WHAT THIS TASK INVOLVES — Print the data below verbatim, in full, omitting the pictures.

** begin DATASET ROWS **

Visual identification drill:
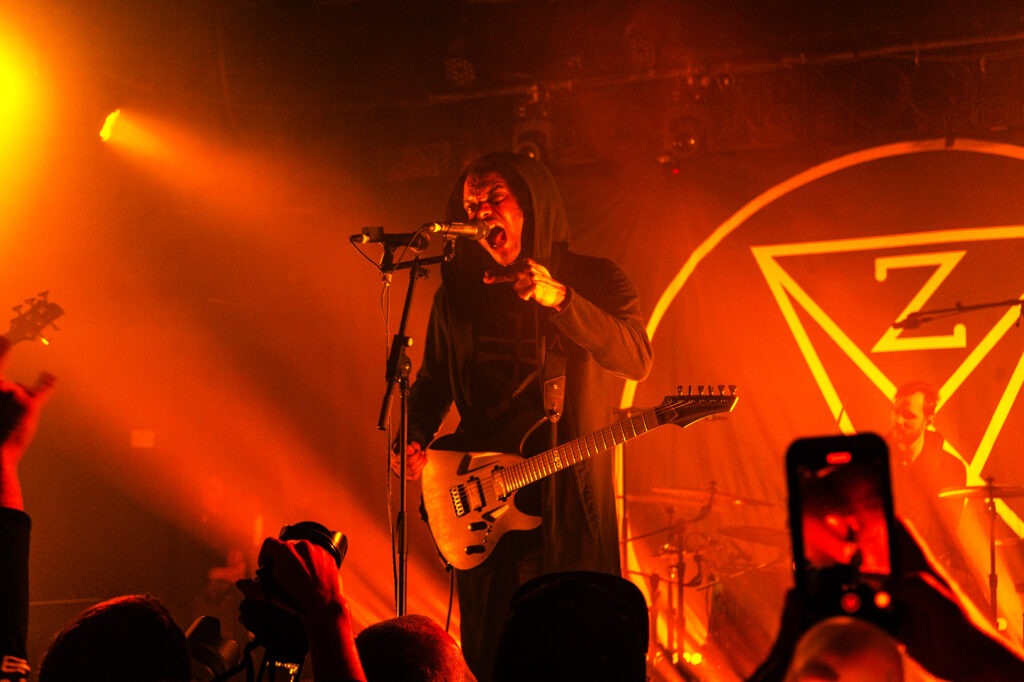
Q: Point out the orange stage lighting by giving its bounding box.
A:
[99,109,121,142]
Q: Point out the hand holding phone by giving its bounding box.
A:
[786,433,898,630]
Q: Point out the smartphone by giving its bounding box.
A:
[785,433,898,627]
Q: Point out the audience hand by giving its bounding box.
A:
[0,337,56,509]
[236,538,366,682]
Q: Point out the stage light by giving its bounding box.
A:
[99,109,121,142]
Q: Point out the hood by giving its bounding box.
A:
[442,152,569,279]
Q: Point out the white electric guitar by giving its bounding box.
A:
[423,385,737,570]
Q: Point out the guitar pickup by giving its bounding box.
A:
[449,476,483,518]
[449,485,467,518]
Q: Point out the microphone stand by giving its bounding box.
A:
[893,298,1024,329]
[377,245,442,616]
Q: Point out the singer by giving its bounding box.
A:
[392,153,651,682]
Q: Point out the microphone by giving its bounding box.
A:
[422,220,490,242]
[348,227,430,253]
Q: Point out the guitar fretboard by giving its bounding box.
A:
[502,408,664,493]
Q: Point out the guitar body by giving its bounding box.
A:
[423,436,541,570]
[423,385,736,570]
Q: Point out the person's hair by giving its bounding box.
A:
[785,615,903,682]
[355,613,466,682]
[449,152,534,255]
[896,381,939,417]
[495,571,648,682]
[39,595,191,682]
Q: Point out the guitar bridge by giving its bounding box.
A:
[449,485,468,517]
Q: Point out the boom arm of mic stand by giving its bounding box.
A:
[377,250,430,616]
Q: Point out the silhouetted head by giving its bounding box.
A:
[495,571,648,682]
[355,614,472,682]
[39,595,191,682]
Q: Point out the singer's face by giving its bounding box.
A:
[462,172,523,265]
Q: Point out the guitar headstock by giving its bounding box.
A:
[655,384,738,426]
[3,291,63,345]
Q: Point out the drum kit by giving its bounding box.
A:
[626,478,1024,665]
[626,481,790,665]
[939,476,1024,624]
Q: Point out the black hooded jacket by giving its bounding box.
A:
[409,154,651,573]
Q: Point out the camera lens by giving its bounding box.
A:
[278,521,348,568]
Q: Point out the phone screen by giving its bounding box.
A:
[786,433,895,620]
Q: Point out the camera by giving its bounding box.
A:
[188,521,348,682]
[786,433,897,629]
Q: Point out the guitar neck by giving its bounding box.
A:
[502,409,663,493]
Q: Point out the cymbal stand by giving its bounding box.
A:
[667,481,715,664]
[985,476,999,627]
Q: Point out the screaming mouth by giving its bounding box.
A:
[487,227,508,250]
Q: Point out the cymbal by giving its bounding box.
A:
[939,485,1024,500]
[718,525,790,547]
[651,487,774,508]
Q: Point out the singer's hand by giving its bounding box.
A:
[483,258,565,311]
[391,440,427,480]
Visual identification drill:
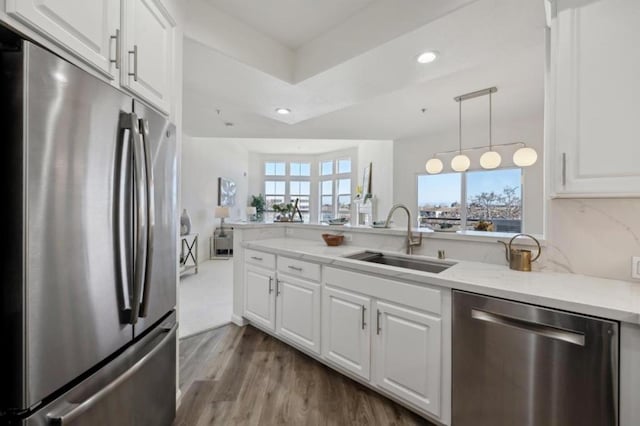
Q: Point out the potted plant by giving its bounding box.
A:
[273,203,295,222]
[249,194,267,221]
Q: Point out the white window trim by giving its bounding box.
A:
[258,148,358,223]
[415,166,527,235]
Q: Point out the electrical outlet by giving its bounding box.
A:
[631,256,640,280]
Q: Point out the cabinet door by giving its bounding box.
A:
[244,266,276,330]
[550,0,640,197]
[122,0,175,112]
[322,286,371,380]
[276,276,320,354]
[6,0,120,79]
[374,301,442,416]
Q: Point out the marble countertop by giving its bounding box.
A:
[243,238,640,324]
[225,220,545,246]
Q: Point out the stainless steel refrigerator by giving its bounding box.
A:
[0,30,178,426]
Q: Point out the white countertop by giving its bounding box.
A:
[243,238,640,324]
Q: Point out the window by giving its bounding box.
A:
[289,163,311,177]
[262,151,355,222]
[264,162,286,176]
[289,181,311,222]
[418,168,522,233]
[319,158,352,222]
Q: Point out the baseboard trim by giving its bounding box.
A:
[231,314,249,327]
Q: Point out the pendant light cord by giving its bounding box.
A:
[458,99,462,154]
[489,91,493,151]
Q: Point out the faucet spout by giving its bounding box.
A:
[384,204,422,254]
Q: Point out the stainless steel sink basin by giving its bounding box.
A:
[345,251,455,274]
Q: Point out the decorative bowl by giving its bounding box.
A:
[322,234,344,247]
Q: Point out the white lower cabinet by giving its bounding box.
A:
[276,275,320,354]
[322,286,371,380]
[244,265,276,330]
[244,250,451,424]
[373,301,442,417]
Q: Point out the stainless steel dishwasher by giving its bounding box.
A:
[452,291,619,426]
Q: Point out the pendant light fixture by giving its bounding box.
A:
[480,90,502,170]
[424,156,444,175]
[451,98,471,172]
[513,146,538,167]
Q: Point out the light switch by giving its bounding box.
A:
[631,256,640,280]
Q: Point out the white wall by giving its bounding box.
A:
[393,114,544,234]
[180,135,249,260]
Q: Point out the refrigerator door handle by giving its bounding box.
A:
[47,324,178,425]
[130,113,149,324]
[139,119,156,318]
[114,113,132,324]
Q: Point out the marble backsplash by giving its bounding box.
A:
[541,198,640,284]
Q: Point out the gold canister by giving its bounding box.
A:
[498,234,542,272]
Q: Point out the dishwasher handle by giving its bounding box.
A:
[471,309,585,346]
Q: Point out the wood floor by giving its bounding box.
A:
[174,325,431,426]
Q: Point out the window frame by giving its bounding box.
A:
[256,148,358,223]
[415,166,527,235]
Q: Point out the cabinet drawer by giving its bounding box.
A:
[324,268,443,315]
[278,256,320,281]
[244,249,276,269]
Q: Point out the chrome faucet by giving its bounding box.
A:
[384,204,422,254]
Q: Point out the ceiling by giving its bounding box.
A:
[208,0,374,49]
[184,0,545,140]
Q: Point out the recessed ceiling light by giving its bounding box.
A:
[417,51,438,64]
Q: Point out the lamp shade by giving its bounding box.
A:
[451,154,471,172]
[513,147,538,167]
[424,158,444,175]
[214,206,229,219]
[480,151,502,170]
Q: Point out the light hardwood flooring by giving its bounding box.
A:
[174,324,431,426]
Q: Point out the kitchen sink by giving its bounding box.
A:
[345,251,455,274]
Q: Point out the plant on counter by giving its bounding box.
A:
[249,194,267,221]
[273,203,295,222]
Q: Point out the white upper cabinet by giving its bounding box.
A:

** end DATASET ROWS **

RESULT OF THE EXERCISE —
Visual identification drill:
Q: Point out the orange stage lighting by giving its bounding box.
A:
[99,109,121,142]
Q: Point out the hand holding phone by giving its bounding box.
A:
[786,433,898,630]
Q: Point out the smartphone by giving its bounding box.
A:
[785,433,898,627]
Q: Point out the audience hand by giving its bounding box.
A:
[0,337,56,509]
[236,538,366,682]
Q: Point out the stage light by giving its bounding box.
A:
[99,109,121,142]
Q: Point out the hood by giving its bounding box.
A:
[442,152,569,279]
Q: Point out the white electric guitar by giving its bounding box.
A:
[423,385,737,570]
Q: Point out the guitar pickup by giving its bounding box.
A:
[449,476,483,518]
[449,485,467,518]
Q: Point out the microphone stand by giving its bounding box.
A:
[893,298,1024,329]
[377,245,442,616]
Q: Point out the singer by giving its bounding box.
A:
[392,153,651,682]
Q: Point out the microphone by giving its bounding box.
A:
[422,220,490,242]
[348,227,430,253]
Q: Point out the guitar fretboard by giving its bounding box.
A:
[502,408,664,493]
Q: Point out the guitar body by giving its bounding box.
A:
[423,436,541,570]
[423,385,736,570]
Q: Point out the person's hair by giving its bounding box.
A:
[785,615,903,682]
[355,613,466,682]
[449,152,534,255]
[896,381,939,417]
[495,571,648,682]
[39,595,191,682]
Q: Point out the guitar bridge by giving its bounding box.
A:
[449,485,468,517]
Q: Point out the boom arm of mic stand by giving its bounding box.
A:
[377,250,430,616]
Q: Point out the silhouetted head by giving its bounding box.
A:
[495,571,648,682]
[355,614,472,682]
[39,595,191,682]
Q: Point out the singer's face by giving its bounding box.
A:
[462,172,523,265]
Q: Point out the guitar headstock by giving its bounding box.
A:
[655,384,738,426]
[3,291,63,345]
Q: Point out the drum kit by giving its bounding box.
A:
[626,478,1024,665]
[626,481,790,665]
[939,476,1024,624]
Q: Point out the black hooded jacket by giving its bounding box.
A:
[409,154,651,573]
Q: Point out the camera lens by giving its bounding box.
A:
[278,521,348,568]
Q: Point out the phone screen by giving its bounding box.
A:
[786,433,895,620]
Q: Point out the camera by giving its bounding box.
A:
[188,521,348,682]
[786,433,897,629]
Q: Point out the guitar neck by giving its bounding box.
A:
[502,409,663,493]
Q: Point out the cymbal stand by giving its bounding box.
A:
[667,481,715,664]
[985,476,999,627]
Q: Point out the screaming mouth by giving its bounding box.
A:
[487,227,508,250]
Q: Point out the cymbal by giving its bounding box.
A:
[939,485,1024,500]
[718,525,790,547]
[651,487,774,508]
Q: Point out the singer's hand by giving its bounding box.
A:
[483,258,565,311]
[391,440,427,480]
Visual identification drill:
Q: Point out the potted plant by giving its bounding box.
A:
[273,203,295,222]
[249,194,267,221]
Q: Point out the white window trim by giving its bounding box.
A:
[258,148,358,223]
[415,166,527,235]
Q: Point out the electrical outlet by giving its bounding box.
A:
[631,256,640,280]
Q: Point out the cabinet door by giving its bounding box.
A:
[244,266,276,330]
[550,0,640,197]
[122,0,175,112]
[322,286,371,380]
[276,276,320,354]
[6,0,120,79]
[374,301,442,416]
Q: Point out the marble countertop by giving its bounding box.
A:
[243,238,640,324]
[225,220,545,246]
Q: Point out the stainless steel refrigerator by giving its bounding box.
A:
[0,30,178,426]
Q: Point out the white countertop by giving its bounding box.
A:
[243,238,640,324]
Q: Point out the window by giving its bounding box.
A:
[289,163,311,177]
[262,151,355,222]
[264,162,286,176]
[289,181,311,222]
[418,168,522,233]
[319,158,352,222]
Q: Point out the baseboard trim by giving its bounding box.
A:
[231,314,249,327]
Q: Point out the pendant light cord by giving its bounding box.
A:
[458,99,462,154]
[489,91,493,151]
Q: Point out the faucet spout by giving its bounding box.
A:
[384,204,422,254]
Q: Point out the stainless steel sink basin by giving its bounding box.
A:
[345,251,455,274]
Q: Point out the decorative bowl by giving its bounding box.
A:
[322,234,344,247]
Q: Point out the white lower cabinet by giving its bounding box.
A:
[276,275,320,354]
[322,286,371,380]
[244,265,276,330]
[244,250,451,424]
[373,301,442,417]
Q: Point out the stainless steel dishwasher by giving its bounding box.
A:
[452,291,619,426]
Q: Point out the pendant light fixture by giving its bounding box.
A:
[480,90,502,170]
[424,156,444,175]
[451,98,471,172]
[513,146,538,167]
Q: Point out the light switch by giving its bounding box.
A:
[631,256,640,280]
Q: Point out the white wall by giving its bounding box.
A:
[393,114,544,234]
[180,135,249,260]
Q: Point out the refrigerator door handle by giving its bounding box.
A:
[47,324,178,425]
[130,113,149,324]
[139,119,156,318]
[114,113,132,324]
Q: Point out the marble backsplash by giving its bounding box.
A:
[541,198,640,284]
Q: Point out the gold canister by giving its bounding box.
A:
[498,234,542,272]
Q: Point out the dishwasher handle by giving its bounding box.
A:
[471,309,585,346]
Q: Point out the wood floor by giving its bounding box.
A:
[174,325,431,426]
Q: Point out the window frame by giving its bounding box.
A:
[256,148,358,223]
[415,166,527,235]
Q: Point out the cabinet drawer by giving its bounding box.
A:
[324,268,443,315]
[278,256,320,281]
[244,249,276,269]
Q: Point out the chrome faucet by giving its bounding box.
A:
[384,204,422,254]
Q: Point out the ceiling by giving its bounding box.
A:
[208,0,374,49]
[184,0,545,140]
Q: Point out the recessed ceiling light by giving its bounding box.
A:
[417,51,438,64]
Q: Point out the lamp shade by giving its bounding box.
A:
[451,154,471,172]
[513,147,538,167]
[424,158,444,175]
[214,206,229,219]
[480,151,502,170]
Q: Point out the light hardwood flooring by giving its bounding box.
A:
[174,324,431,426]
Q: Point out the kitchen sink by giving its bounding box.
A:
[345,251,455,274]
Q: Point out the plant on counter by giving its bounding box.
A:
[249,194,267,221]
[273,203,295,222]
Q: Point out the white upper cabinet by giving its bounding box.
A:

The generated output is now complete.